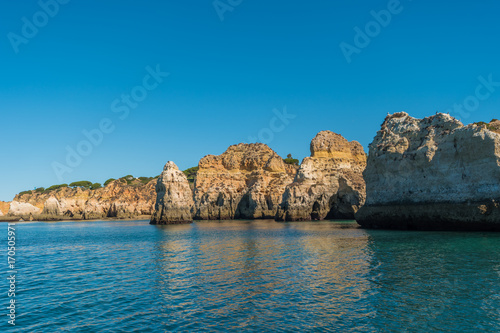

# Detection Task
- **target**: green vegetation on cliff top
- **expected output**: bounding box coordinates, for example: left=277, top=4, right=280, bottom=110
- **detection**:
left=283, top=153, right=299, bottom=166
left=183, top=167, right=199, bottom=182
left=473, top=119, right=500, bottom=133
left=16, top=174, right=159, bottom=198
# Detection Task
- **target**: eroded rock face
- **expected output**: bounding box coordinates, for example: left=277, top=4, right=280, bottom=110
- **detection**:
left=8, top=201, right=41, bottom=216
left=42, top=197, right=62, bottom=215
left=0, top=201, right=9, bottom=216
left=150, top=161, right=194, bottom=224
left=193, top=143, right=297, bottom=220
left=276, top=131, right=366, bottom=221
left=356, top=112, right=500, bottom=230
left=12, top=179, right=156, bottom=220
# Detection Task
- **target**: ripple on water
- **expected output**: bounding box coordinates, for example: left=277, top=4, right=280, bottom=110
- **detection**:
left=6, top=220, right=500, bottom=332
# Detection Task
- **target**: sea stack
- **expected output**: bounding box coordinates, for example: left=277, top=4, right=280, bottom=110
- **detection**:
left=276, top=131, right=367, bottom=221
left=150, top=161, right=194, bottom=224
left=356, top=112, right=500, bottom=231
left=193, top=143, right=297, bottom=219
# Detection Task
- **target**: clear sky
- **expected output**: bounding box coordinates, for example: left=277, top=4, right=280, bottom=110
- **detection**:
left=1, top=0, right=500, bottom=201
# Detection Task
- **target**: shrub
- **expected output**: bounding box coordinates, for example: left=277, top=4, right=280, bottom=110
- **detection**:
left=90, top=183, right=102, bottom=190
left=138, top=177, right=153, bottom=184
left=35, top=187, right=45, bottom=193
left=283, top=158, right=299, bottom=166
left=104, top=178, right=115, bottom=186
left=474, top=121, right=500, bottom=133
left=183, top=167, right=199, bottom=182
left=69, top=181, right=93, bottom=189
left=18, top=190, right=32, bottom=196
left=120, top=175, right=135, bottom=185
left=44, top=184, right=68, bottom=192
left=283, top=154, right=299, bottom=166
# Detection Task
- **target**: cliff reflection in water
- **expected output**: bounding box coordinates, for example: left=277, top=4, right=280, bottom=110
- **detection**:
left=151, top=220, right=376, bottom=331
left=17, top=220, right=500, bottom=332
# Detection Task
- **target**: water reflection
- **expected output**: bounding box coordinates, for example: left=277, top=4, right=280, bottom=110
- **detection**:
left=151, top=220, right=378, bottom=331
left=15, top=220, right=500, bottom=332
left=149, top=222, right=500, bottom=332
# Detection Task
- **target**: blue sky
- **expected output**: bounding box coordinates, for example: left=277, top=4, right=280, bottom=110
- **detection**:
left=1, top=0, right=500, bottom=201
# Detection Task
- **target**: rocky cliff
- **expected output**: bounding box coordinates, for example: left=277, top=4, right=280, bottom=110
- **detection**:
left=6, top=179, right=156, bottom=221
left=276, top=131, right=367, bottom=221
left=150, top=162, right=194, bottom=224
left=356, top=112, right=500, bottom=230
left=0, top=201, right=10, bottom=216
left=193, top=143, right=298, bottom=220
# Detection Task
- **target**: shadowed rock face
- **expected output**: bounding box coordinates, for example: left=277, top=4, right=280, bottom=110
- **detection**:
left=356, top=112, right=500, bottom=231
left=276, top=131, right=366, bottom=221
left=150, top=161, right=194, bottom=224
left=193, top=143, right=298, bottom=220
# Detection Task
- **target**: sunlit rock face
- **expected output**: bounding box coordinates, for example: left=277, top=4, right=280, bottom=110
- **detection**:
left=42, top=196, right=62, bottom=215
left=12, top=179, right=156, bottom=220
left=193, top=143, right=298, bottom=220
left=8, top=201, right=40, bottom=216
left=0, top=201, right=10, bottom=216
left=276, top=131, right=367, bottom=221
left=150, top=161, right=194, bottom=224
left=356, top=112, right=500, bottom=231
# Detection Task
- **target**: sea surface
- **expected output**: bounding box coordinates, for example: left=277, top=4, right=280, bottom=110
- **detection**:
left=3, top=219, right=500, bottom=332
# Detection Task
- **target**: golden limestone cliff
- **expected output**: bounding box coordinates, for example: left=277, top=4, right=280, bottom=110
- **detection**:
left=193, top=143, right=298, bottom=220
left=5, top=179, right=156, bottom=221
left=5, top=132, right=368, bottom=224
left=151, top=136, right=367, bottom=224
left=356, top=112, right=500, bottom=230
left=0, top=201, right=10, bottom=216
left=276, top=131, right=367, bottom=221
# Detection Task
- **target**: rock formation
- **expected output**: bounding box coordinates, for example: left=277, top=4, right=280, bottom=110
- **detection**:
left=356, top=112, right=500, bottom=230
left=8, top=201, right=41, bottom=216
left=0, top=201, right=9, bottom=216
left=150, top=161, right=194, bottom=224
left=193, top=143, right=298, bottom=220
left=7, top=178, right=156, bottom=221
left=42, top=197, right=62, bottom=215
left=276, top=131, right=367, bottom=221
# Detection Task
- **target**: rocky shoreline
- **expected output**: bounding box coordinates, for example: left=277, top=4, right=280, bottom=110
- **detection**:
left=0, top=178, right=156, bottom=222
left=3, top=112, right=500, bottom=231
left=150, top=132, right=366, bottom=225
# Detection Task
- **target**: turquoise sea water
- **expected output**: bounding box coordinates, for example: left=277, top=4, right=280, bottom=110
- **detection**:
left=3, top=220, right=500, bottom=332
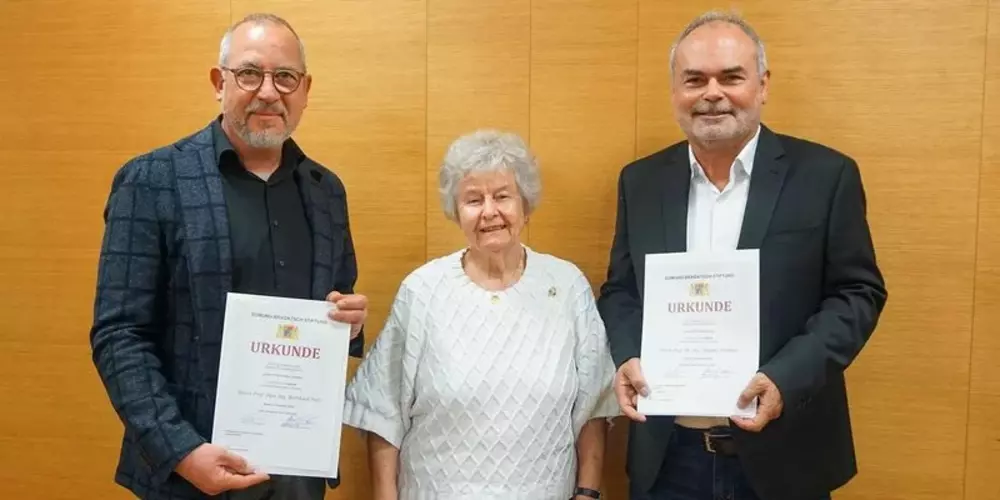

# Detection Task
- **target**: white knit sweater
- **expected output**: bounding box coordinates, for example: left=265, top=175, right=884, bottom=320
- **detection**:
left=343, top=246, right=619, bottom=500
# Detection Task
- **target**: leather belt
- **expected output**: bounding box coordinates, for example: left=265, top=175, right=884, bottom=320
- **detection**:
left=702, top=426, right=738, bottom=456
left=674, top=424, right=739, bottom=456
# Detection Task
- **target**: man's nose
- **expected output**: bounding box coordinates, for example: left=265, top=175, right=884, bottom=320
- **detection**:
left=702, top=79, right=724, bottom=101
left=255, top=74, right=281, bottom=102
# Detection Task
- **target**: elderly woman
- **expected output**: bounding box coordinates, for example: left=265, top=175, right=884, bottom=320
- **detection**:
left=343, top=129, right=618, bottom=500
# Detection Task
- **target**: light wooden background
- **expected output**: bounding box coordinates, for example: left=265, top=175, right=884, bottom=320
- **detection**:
left=0, top=1, right=996, bottom=499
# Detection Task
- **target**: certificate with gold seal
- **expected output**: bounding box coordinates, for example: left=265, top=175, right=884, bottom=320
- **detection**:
left=637, top=250, right=760, bottom=418
left=211, top=292, right=351, bottom=478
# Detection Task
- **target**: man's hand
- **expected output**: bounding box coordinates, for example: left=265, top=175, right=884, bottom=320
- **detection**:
left=326, top=291, right=368, bottom=339
left=614, top=358, right=649, bottom=422
left=174, top=443, right=269, bottom=495
left=731, top=372, right=784, bottom=432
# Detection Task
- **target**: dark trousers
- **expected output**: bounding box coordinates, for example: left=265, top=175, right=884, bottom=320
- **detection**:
left=226, top=476, right=325, bottom=500
left=630, top=425, right=831, bottom=500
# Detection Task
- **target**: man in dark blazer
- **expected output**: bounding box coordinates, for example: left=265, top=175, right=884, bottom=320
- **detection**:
left=597, top=11, right=887, bottom=500
left=89, top=13, right=367, bottom=500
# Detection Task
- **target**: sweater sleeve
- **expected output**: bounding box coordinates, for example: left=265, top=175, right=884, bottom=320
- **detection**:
left=342, top=280, right=418, bottom=448
left=569, top=269, right=620, bottom=435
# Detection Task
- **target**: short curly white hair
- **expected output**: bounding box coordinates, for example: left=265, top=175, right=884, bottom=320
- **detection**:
left=438, top=129, right=541, bottom=221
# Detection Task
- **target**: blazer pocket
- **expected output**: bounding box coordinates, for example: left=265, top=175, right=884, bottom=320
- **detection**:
left=764, top=223, right=822, bottom=246
left=767, top=222, right=821, bottom=237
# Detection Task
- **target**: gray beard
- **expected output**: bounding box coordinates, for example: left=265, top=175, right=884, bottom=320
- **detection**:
left=224, top=99, right=293, bottom=148
left=239, top=127, right=289, bottom=148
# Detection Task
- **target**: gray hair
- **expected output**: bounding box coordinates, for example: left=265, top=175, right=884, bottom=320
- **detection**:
left=219, top=13, right=307, bottom=71
left=438, top=130, right=541, bottom=221
left=668, top=11, right=768, bottom=79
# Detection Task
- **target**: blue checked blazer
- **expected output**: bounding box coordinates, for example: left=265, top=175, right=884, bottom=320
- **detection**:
left=89, top=120, right=365, bottom=499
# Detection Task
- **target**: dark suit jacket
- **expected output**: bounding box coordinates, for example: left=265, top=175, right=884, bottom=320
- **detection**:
left=89, top=120, right=365, bottom=499
left=597, top=125, right=887, bottom=500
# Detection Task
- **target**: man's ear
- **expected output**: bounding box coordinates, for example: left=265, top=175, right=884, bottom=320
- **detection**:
left=210, top=67, right=225, bottom=101
left=760, top=69, right=771, bottom=105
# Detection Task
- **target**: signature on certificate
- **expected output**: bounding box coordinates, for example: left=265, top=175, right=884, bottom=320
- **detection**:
left=699, top=366, right=734, bottom=380
left=281, top=414, right=318, bottom=429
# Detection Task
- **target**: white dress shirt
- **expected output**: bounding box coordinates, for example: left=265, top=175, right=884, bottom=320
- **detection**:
left=675, top=125, right=761, bottom=430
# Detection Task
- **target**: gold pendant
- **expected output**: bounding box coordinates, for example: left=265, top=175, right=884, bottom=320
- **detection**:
left=490, top=295, right=500, bottom=304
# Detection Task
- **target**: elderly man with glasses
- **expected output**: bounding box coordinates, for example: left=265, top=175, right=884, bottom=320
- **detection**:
left=88, top=13, right=368, bottom=500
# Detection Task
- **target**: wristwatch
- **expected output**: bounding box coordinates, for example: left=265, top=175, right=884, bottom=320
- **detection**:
left=573, top=487, right=601, bottom=499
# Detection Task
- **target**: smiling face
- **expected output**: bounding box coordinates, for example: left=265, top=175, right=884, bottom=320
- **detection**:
left=454, top=168, right=526, bottom=254
left=671, top=21, right=768, bottom=148
left=210, top=21, right=311, bottom=149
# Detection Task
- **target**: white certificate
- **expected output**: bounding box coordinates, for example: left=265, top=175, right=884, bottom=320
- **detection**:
left=637, top=250, right=760, bottom=418
left=211, top=292, right=351, bottom=478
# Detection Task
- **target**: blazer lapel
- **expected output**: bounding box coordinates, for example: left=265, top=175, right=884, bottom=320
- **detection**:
left=297, top=165, right=335, bottom=300
left=174, top=126, right=232, bottom=353
left=661, top=147, right=691, bottom=253
left=738, top=126, right=789, bottom=249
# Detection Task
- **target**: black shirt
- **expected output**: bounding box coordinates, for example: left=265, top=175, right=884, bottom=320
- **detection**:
left=212, top=118, right=313, bottom=299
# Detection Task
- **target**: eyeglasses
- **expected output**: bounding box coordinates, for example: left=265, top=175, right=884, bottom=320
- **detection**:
left=220, top=66, right=305, bottom=94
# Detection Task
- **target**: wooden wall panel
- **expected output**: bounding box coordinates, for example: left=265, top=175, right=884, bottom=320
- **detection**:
left=230, top=2, right=427, bottom=498
left=528, top=0, right=638, bottom=284
left=636, top=1, right=688, bottom=157
left=0, top=1, right=228, bottom=499
left=637, top=2, right=987, bottom=500
left=528, top=1, right=637, bottom=498
left=966, top=2, right=1000, bottom=499
left=426, top=0, right=531, bottom=259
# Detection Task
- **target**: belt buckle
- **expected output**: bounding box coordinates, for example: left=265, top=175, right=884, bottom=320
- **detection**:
left=702, top=431, right=717, bottom=453
left=702, top=427, right=731, bottom=454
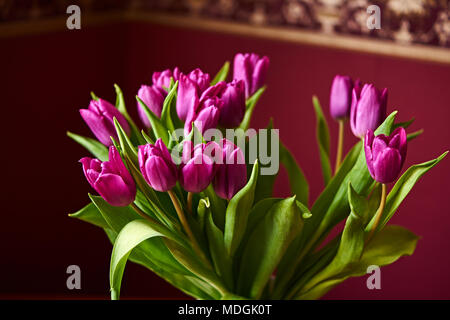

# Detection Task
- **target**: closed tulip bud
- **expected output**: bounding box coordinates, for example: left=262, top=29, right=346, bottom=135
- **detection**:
left=217, top=80, right=246, bottom=128
left=184, top=97, right=222, bottom=135
left=80, top=98, right=130, bottom=146
left=179, top=141, right=215, bottom=192
left=329, top=75, right=353, bottom=120
left=138, top=139, right=178, bottom=192
left=213, top=139, right=247, bottom=200
left=233, top=53, right=269, bottom=98
left=137, top=85, right=166, bottom=128
left=364, top=127, right=407, bottom=184
left=350, top=83, right=388, bottom=138
left=80, top=146, right=136, bottom=206
left=176, top=68, right=211, bottom=122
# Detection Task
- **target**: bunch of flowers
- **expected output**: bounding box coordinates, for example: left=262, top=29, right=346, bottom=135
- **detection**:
left=68, top=53, right=446, bottom=300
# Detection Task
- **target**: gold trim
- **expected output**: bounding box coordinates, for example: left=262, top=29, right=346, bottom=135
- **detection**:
left=1, top=11, right=449, bottom=65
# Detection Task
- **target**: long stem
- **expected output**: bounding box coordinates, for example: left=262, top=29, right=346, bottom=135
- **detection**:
left=366, top=183, right=387, bottom=244
left=130, top=202, right=159, bottom=225
left=187, top=192, right=193, bottom=215
left=167, top=190, right=209, bottom=264
left=335, top=120, right=345, bottom=174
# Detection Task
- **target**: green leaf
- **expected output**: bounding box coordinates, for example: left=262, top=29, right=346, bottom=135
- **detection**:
left=113, top=118, right=138, bottom=165
left=370, top=151, right=448, bottom=232
left=205, top=211, right=234, bottom=291
left=393, top=118, right=414, bottom=129
left=67, top=131, right=109, bottom=161
left=136, top=96, right=168, bottom=144
left=110, top=219, right=183, bottom=299
left=224, top=160, right=259, bottom=257
left=211, top=61, right=230, bottom=85
left=237, top=196, right=304, bottom=299
left=90, top=91, right=99, bottom=100
left=141, top=129, right=155, bottom=144
left=68, top=202, right=109, bottom=229
left=407, top=129, right=423, bottom=142
left=348, top=182, right=369, bottom=223
left=280, top=142, right=309, bottom=206
left=294, top=225, right=418, bottom=299
left=312, top=96, right=331, bottom=186
left=202, top=186, right=226, bottom=231
left=160, top=81, right=179, bottom=132
left=239, top=87, right=266, bottom=131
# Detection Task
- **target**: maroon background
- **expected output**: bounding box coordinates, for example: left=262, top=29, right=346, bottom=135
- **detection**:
left=1, top=21, right=449, bottom=299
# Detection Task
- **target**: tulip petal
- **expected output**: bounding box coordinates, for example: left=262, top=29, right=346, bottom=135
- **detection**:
left=94, top=173, right=135, bottom=206
left=373, top=148, right=402, bottom=184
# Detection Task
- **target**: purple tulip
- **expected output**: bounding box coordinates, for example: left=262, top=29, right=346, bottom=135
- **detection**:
left=184, top=96, right=222, bottom=135
left=213, top=139, right=247, bottom=200
left=217, top=79, right=246, bottom=128
left=364, top=127, right=407, bottom=184
left=80, top=146, right=136, bottom=206
left=80, top=98, right=130, bottom=146
left=138, top=139, right=178, bottom=192
left=152, top=68, right=179, bottom=90
left=329, top=75, right=354, bottom=120
left=179, top=141, right=215, bottom=192
left=350, top=83, right=388, bottom=138
left=176, top=68, right=211, bottom=122
left=137, top=85, right=166, bottom=128
left=233, top=53, right=269, bottom=98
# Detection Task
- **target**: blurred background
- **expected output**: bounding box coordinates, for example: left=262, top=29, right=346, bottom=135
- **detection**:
left=0, top=0, right=449, bottom=299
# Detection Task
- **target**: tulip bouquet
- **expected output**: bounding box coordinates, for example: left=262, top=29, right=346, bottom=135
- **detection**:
left=68, top=53, right=446, bottom=300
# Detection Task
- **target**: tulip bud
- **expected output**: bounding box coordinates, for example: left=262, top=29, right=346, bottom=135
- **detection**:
left=213, top=139, right=247, bottom=200
left=138, top=139, right=178, bottom=192
left=217, top=80, right=246, bottom=128
left=184, top=97, right=221, bottom=135
left=329, top=75, right=353, bottom=120
left=233, top=53, right=269, bottom=98
left=364, top=127, right=407, bottom=184
left=350, top=83, right=388, bottom=138
left=80, top=98, right=130, bottom=147
left=137, top=85, right=166, bottom=128
left=176, top=68, right=211, bottom=122
left=179, top=141, right=215, bottom=192
left=80, top=146, right=136, bottom=206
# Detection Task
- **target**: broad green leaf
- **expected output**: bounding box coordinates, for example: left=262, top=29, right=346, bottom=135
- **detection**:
left=294, top=225, right=418, bottom=299
left=203, top=185, right=227, bottom=231
left=224, top=160, right=259, bottom=257
left=110, top=219, right=184, bottom=299
left=160, top=81, right=178, bottom=132
left=239, top=86, right=266, bottom=131
left=348, top=182, right=369, bottom=223
left=205, top=211, right=233, bottom=291
left=67, top=131, right=109, bottom=161
left=369, top=151, right=448, bottom=232
left=136, top=96, right=168, bottom=144
left=312, top=96, right=331, bottom=186
left=68, top=202, right=109, bottom=229
left=237, top=196, right=303, bottom=299
left=211, top=61, right=230, bottom=85
left=279, top=142, right=309, bottom=206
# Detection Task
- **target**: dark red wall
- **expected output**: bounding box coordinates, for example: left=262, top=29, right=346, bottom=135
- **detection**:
left=1, top=21, right=449, bottom=299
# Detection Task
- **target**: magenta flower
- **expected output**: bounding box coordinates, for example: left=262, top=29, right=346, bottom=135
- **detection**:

> Your goal
Check each line of the data above, and please copy the ones in which the string "blazer" occurs.

> Result for this task
- **target**: man in dark blazer
- **target**: blazer pocket
- **target**: blue checked blazer
- **target**: blazer lapel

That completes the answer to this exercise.